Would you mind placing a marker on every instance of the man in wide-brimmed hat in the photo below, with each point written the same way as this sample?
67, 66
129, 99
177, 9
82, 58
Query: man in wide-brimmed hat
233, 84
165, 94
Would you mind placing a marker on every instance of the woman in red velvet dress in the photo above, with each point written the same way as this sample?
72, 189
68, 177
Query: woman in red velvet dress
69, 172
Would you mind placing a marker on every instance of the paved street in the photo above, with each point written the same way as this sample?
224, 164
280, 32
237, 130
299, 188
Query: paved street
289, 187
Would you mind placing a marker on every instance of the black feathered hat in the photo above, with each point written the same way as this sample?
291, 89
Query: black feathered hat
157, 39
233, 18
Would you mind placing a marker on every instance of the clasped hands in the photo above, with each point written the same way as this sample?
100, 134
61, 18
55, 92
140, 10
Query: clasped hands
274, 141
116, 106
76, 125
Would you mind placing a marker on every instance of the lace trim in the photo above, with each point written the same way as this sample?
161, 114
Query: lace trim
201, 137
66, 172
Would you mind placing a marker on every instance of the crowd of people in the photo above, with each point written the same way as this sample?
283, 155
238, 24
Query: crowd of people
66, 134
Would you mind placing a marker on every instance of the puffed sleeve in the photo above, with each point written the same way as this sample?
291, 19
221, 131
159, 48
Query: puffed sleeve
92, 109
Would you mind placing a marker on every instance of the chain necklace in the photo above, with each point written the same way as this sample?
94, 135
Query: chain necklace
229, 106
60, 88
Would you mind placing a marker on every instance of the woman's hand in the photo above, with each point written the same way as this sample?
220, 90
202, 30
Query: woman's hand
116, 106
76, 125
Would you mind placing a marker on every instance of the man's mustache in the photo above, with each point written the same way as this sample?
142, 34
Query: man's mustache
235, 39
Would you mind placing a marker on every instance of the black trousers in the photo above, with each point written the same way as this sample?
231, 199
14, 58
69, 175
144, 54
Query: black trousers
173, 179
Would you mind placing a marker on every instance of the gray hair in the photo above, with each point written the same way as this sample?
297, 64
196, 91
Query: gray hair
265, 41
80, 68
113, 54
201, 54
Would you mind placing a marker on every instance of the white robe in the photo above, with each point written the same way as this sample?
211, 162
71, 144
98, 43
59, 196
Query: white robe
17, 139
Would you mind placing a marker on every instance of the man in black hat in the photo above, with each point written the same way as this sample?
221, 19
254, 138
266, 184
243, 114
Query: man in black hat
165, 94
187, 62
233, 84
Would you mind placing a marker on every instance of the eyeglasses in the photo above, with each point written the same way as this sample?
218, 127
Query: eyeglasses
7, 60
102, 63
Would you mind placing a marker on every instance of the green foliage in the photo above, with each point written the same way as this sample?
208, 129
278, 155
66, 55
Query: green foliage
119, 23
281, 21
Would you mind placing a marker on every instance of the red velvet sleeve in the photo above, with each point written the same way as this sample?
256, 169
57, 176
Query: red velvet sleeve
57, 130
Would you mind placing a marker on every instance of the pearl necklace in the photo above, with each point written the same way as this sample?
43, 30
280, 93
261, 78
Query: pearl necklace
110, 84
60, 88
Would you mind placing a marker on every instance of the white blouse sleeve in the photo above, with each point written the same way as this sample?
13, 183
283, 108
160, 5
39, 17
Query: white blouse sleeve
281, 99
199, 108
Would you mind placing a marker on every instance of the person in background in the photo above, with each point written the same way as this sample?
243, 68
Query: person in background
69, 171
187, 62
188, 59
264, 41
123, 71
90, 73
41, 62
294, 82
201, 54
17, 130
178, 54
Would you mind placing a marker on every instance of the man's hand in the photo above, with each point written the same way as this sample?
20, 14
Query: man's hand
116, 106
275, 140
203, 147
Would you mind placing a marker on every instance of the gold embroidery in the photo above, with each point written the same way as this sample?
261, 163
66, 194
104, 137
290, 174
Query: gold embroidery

Stated goal:
Can you write out all of the data above again, substituting "putting a pin" for "placing a marker" at every occurrence and leaving everything else unchanged?

Exercise output:
Would you mind putting a pin on every instance of the man in wide-brimmed hat in the photo below, with each point written the same way as this sample?
67, 66
129, 99
177, 9
82, 58
Query: man in wide-brimmed hat
233, 84
165, 94
Would you mind putting a pin on every instance of the woman in red velvet dress in the photo above, with each point written the same way as this sample?
72, 189
68, 177
Query: woman in red velvet dress
69, 172
Would you mind putting a pin on every instance of the paved street in the photo above, with each point written the same way as this sample?
224, 164
280, 32
237, 130
299, 188
Query: paved street
289, 187
Would you mind putting a pin on every instance of the black feathered hat in the photo above, with each point written the same way as this sample?
291, 89
Query: black feathered hat
157, 39
233, 18
Would you mind putting a pin on every instance of the clasped hands in the photo above, with each point written the same way as this sample?
100, 134
61, 18
55, 92
140, 10
Query: clasped hands
274, 141
116, 106
76, 125
Would you mind putting a pin on every instance of the lace trim in the photo above, with each point written the same way as this sample?
161, 114
Query: lace trim
201, 137
66, 172
Would you mind putting a pin on every instance of the crowd of people in the photo above, with each point written the same way as this sample?
283, 155
238, 24
Query: crowd of people
66, 134
Would you mind putting a pin on every instance of the puffed sleeve in the photo above, with each point written the same way as this sample?
291, 19
221, 131
159, 48
Query: puffed sleeve
92, 109
Would you mind putting a pin on every instance of the chain necklace in the photo above, with each point written the same way as this sample?
94, 135
Query: chain necklace
229, 106
60, 88
Would you mind putting a pin on every instance of the woman's hand in the photo above, with each point written the same way as this sample?
220, 90
202, 30
Query: woman's hand
116, 106
76, 125
Would you mind putting a pin on every instance of the man's mustache in the photo above, with each point written the same way as this sample?
142, 34
Query: man's mustache
235, 39
Would you mind putting a pin on every instance of the black trousers in the photo above, with each point written the same way as this sample?
231, 199
14, 58
69, 175
144, 54
Query: black trousers
173, 179
Would you mind putting a pin on every instance of the gray hair in the photo above, with each point written the same way as this sample?
297, 64
196, 91
Query: gray hair
265, 41
80, 68
113, 54
201, 54
Would you mind putting a pin on every instance of the white robe in the photo above, with each point written the same way as this sample?
211, 162
71, 144
98, 43
59, 196
Query: white robe
17, 139
Would you mind putting a pin on every instance of the man in black hat in the photo above, with each point written the same way as this sample?
221, 19
254, 138
266, 184
243, 114
Query: man in black hat
165, 94
187, 62
233, 84
Would you mind putting a pin on every instance of the eyeglasses in the photo above, with each point written the same way as this sample?
218, 127
Query: eyeglasses
7, 60
102, 63
Would you mind putting a pin on every instance of the green foliage in the photo above, with each point written the same way as this sample?
208, 129
278, 155
66, 55
Query: green foliage
119, 23
281, 21
Would you mind putting a pin on every instance of the red velvet sleeve in the photo above, with each point written the same way as this sample?
256, 169
57, 176
Query: red velvet sleeve
57, 130
Would you mind putting a pin on every instance of the pearl necklace in the photo above, with each point written the same way as this sample?
43, 30
280, 93
261, 78
Query: pearl necklace
110, 84
60, 88
Would you mind putting a pin on every instance of the white blouse sleeve in the photo above, with each point written the same way as this sample?
13, 183
283, 108
160, 5
39, 17
Query: white blouse sleeve
281, 99
199, 108
Would you mind putting a pin on every instance of the person in background in the photo above, with each point written the same way as this sample?
243, 68
Query: person in background
69, 171
187, 62
188, 59
264, 41
123, 71
90, 73
41, 62
294, 82
201, 54
17, 130
178, 54
Would you mind putting a pin on every instance of the man's hand in the photo above, with each point written the same way as this sample?
20, 14
Query: man's hand
116, 106
275, 140
203, 147
Would you mind putting a pin on every instance of the gold embroidery in the photo above, with each point written the same way as this sample?
261, 163
66, 194
104, 137
290, 174
Query: gold embroidery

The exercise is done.